◆ TESTO FORNITO ◆
★ ★ ★
Matematica

Srinivasa Ramanujan, l’uomo che rivoluzionò la matematica

Uno dei più grandi misteri della storia della scienza e della matematica parla hindi e inglese e ha per nome Srinivasa Ramanujan. Egli diede un contributo straordinario nei primi anni del Novecento, studiando quasi esclusivamente da autodidatta.

La vita difficile in India

Nato a Erode, nell’India meridionale nel 1887, il piccolo Ramanujan mostra fin da subito un’attitudine eccezionale per la scienza dei numeri. Cresce in un ambiente prettamente religioso politeista, e tra la moltitudine di divinità, quella a lui più cara è Namagiri. Più volte egli affermò che era lei che gli suggeriva le formule matematiche durante il sonno. Rifiutato ripetutamente da più università indiane, che gli revocano la borsa di studio per via dei suoi scarsi risultati nelle discipline diverse dalla matematica, il giovane indiano si trova costretto a dover accettare un lavoro da contabile nel porto di Madras.
★ ★ ★
Trascrivi dal testo su Ramanujan tutto ciò che va da "Srinivasa Ramanujan, l’uomo" fino a "esclusivamente da autodidatta.", senza cambiare nulla. Le righe che seguono non servono.

◆ ESTRATTO DEI DATI ◆
★ ★ ★
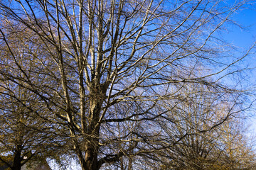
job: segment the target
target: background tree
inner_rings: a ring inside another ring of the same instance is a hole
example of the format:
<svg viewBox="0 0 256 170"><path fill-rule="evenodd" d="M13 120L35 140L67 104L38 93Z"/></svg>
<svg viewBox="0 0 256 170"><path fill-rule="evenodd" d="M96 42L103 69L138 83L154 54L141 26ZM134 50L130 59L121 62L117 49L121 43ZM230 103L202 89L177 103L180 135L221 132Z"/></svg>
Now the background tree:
★ ★ ★
◆ RISULTATO ◆
Srinivasa Ramanujan, l’uomo che rivoluzionò la matematica

Uno dei più grandi misteri della storia della scienza e della matematica parla hindi e inglese e ha per nome Srinivasa Ramanujan. Egli diede un contributo straordinario nei primi anni del Novecento, studiando quasi esclusivamente da autodidatta.